GOAL 1: In the integral thread, what technique is first applied to the antiderivative I?
GOAL 2: Reproduce verbatim the stretch of the integral thread that opens with the words containing "WolframAlpha isn't really" and closes with "compute this integral.".

PASSAGE TO READ:
::::

WolframAlpha isn't really that good at reading $\TeX$; you need to simplify the input a bit.

Answer 3

I do not know why Wolfram alpha does not compute this integral.

Let use consider the antiderivative $$I=\int\sin^{-1}\left(\frac{\sqrt{2-x^2}}{2}\right)dx$$ Integrating by parts lead to $$I=x \sin ^{-1}\left(\frac{\sqrt{2-x^2}}{2}\right)+\int\frac{x^2}{\sqrt{4-x^4}}dx$$ The second term involves elliptic integrals $$\int\frac{x^2}{\sqrt{4-x^4}}dx=\sqrt{2} \left(E\left(\left.\sin ^{-1}\left(\frac{x}{\sqrt{2}}\right)\right|-1\right)-F\left(\left.\sin ^{-1}\left(\frac{x}{\sqrt{2}}\right)\right|-1\right)\right)$$ Concerning the definite integral, the first term cancels because of the given bounds and $$J=\int_0^t\frac{x^2}{\sqrt{4-x^4}}dx=\sqrt{2} \left(E\left(\left.\sin ^{-1}\left(\frac{t}{\sqrt{2}}\right)\right|-1\right)-F\left(\left.\sin ^{-1}\left(\frac{t}{\sqrt{2}}\right)\right|-1\right)\right)$$ which tends to $$\sqrt{2} \left(E(-1)-K(-1)\right)$$ when $t \to \sqrt{2}$. In fact this can simplify to $$\frac{2 \pi ^{3/2}}{\Gamma \left(\frac{1}{4}\right)^2}\approx 0.847213$$

::::

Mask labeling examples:
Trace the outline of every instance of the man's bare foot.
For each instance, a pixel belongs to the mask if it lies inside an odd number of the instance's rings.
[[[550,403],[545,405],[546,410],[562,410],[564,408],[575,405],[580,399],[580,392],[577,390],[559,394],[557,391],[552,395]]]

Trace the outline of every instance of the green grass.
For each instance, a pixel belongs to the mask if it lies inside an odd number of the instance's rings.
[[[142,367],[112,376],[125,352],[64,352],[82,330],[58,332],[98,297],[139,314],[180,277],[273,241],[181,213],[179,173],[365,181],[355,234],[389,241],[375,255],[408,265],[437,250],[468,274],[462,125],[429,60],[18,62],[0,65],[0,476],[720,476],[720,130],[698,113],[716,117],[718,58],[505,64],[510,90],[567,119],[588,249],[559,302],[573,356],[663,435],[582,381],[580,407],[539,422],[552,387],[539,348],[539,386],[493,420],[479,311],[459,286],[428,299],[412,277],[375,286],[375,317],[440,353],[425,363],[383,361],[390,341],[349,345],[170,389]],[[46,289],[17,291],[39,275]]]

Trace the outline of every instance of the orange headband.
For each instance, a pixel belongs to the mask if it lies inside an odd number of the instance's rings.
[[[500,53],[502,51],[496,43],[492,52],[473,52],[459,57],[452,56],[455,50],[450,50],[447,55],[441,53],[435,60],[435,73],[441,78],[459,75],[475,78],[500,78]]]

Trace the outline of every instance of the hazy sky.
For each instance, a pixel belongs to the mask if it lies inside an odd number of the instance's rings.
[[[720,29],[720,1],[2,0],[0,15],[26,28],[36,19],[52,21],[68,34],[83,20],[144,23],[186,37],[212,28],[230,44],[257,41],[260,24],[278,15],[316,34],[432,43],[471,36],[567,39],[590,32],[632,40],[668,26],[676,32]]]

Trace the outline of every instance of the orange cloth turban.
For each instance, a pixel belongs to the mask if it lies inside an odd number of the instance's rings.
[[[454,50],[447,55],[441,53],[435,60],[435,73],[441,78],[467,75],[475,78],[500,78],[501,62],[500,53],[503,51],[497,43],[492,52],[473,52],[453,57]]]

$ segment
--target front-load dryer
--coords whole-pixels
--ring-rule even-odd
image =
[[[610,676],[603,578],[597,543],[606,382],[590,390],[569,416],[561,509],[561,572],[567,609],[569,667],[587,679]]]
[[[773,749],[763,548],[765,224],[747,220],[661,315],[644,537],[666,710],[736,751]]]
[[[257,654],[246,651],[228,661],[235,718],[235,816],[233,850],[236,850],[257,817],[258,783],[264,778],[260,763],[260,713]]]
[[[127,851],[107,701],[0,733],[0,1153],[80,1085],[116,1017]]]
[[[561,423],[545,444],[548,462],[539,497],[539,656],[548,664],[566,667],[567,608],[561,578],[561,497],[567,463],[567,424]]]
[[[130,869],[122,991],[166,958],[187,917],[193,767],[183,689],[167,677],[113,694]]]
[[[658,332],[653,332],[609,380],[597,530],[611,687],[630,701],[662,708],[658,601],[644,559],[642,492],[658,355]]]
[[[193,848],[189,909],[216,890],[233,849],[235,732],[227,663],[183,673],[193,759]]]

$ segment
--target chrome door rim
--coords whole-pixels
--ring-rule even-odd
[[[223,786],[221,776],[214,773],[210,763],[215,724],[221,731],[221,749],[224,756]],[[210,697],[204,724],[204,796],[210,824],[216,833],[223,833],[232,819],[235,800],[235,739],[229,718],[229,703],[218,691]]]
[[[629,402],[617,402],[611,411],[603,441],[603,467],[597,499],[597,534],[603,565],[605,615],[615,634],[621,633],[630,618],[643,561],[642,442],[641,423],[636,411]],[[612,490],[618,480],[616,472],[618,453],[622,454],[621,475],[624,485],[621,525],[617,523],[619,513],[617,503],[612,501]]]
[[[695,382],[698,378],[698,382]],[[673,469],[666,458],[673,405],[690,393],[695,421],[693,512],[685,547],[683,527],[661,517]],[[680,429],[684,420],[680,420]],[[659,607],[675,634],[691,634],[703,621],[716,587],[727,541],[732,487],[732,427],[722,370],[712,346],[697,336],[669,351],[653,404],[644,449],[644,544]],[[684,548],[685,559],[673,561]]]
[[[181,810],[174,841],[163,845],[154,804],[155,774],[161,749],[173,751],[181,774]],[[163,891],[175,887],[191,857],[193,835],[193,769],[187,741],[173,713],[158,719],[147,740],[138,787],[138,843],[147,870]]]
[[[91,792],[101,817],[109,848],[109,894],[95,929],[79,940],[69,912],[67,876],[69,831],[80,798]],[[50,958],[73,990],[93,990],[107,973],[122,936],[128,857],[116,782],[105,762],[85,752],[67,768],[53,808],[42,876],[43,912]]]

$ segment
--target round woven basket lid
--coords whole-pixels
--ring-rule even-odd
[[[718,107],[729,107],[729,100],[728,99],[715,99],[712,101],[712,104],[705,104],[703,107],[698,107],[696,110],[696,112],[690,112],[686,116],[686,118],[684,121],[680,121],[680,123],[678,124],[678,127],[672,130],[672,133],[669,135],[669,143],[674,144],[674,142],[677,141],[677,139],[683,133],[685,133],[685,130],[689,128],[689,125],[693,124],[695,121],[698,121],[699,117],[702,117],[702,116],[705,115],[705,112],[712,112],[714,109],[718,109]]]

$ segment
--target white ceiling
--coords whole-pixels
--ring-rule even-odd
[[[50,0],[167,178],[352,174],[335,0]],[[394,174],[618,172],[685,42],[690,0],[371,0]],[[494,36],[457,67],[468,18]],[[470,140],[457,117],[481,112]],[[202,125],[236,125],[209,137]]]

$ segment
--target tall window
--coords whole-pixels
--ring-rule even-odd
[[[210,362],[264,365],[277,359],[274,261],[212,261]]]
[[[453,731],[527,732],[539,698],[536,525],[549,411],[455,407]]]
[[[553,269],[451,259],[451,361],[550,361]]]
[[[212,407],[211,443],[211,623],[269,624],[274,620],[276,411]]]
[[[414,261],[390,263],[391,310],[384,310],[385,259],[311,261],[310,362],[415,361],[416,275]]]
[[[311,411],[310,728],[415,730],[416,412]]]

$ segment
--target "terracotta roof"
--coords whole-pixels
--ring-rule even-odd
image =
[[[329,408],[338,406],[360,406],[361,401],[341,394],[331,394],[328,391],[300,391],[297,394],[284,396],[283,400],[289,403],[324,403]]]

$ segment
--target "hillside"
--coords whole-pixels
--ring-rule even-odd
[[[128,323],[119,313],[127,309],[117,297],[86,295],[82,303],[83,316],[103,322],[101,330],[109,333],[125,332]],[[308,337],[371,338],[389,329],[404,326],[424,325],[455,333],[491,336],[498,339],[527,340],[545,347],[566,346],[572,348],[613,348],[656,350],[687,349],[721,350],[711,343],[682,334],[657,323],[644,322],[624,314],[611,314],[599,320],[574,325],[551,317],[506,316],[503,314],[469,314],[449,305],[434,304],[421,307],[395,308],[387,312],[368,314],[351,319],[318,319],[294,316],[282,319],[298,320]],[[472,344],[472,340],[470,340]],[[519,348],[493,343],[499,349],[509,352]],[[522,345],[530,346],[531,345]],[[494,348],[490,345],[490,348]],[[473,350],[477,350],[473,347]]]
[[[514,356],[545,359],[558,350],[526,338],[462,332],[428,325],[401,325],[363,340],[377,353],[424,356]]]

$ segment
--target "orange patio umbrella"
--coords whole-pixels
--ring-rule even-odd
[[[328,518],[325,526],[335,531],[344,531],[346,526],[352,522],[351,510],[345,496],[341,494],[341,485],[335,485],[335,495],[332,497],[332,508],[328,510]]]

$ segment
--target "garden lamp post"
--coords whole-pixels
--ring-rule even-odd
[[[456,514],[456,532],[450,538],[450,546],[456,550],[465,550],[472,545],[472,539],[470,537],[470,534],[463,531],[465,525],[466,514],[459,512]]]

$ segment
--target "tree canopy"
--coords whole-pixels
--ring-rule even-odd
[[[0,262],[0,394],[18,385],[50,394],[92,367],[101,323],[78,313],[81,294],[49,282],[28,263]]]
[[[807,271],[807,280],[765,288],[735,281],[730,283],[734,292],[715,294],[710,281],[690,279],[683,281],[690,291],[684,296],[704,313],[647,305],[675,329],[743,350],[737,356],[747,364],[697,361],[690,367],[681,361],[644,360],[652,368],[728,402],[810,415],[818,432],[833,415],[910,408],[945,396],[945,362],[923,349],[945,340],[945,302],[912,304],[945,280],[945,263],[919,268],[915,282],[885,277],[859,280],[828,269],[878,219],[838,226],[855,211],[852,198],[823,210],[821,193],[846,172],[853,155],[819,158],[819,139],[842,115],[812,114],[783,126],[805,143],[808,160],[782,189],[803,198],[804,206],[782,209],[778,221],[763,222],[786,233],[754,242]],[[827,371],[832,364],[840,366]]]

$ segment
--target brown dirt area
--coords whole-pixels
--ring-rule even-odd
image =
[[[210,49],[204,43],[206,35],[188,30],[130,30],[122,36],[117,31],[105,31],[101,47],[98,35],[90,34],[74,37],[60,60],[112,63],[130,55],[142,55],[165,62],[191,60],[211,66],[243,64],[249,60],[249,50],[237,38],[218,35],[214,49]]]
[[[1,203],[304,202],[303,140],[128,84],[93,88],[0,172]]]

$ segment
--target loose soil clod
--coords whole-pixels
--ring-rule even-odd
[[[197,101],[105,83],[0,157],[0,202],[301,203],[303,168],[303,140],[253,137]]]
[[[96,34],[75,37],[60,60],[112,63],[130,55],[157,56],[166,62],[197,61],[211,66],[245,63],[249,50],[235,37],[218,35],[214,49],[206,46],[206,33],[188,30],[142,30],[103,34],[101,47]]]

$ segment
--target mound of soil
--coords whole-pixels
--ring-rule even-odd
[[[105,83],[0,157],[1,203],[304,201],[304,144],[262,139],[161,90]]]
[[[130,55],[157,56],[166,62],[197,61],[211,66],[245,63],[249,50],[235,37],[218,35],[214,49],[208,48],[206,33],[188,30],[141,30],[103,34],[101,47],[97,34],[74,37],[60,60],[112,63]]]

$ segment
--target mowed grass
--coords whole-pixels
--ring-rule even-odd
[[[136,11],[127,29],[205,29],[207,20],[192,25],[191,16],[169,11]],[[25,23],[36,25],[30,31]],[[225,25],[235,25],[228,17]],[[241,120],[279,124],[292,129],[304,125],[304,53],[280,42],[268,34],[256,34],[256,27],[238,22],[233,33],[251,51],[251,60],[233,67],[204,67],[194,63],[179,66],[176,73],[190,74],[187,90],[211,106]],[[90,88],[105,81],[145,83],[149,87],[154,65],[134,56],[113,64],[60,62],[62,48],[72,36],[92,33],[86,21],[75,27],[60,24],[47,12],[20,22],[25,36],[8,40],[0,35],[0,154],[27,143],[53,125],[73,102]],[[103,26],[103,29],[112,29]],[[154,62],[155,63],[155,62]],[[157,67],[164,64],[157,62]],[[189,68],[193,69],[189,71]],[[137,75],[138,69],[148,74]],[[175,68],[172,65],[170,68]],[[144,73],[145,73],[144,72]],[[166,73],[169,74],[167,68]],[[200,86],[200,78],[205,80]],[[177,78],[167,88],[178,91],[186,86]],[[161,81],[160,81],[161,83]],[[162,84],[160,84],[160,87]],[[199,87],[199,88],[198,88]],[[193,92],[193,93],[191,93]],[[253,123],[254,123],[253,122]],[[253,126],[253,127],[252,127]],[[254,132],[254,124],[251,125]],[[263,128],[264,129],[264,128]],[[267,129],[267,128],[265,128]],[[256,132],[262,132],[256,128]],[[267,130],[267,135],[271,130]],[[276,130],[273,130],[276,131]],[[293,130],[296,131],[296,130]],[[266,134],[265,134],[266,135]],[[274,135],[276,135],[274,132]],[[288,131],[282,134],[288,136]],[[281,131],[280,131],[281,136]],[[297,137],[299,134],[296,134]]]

::::

EXERCISE ANSWER 1: Integration by parts.

EXERCISE ANSWER 2:
WolframAlpha isn't really that good at reading $\TeX$; you need to simplify the input a bit.

Answer 3

I do not know why Wolfram alpha does not compute this integral.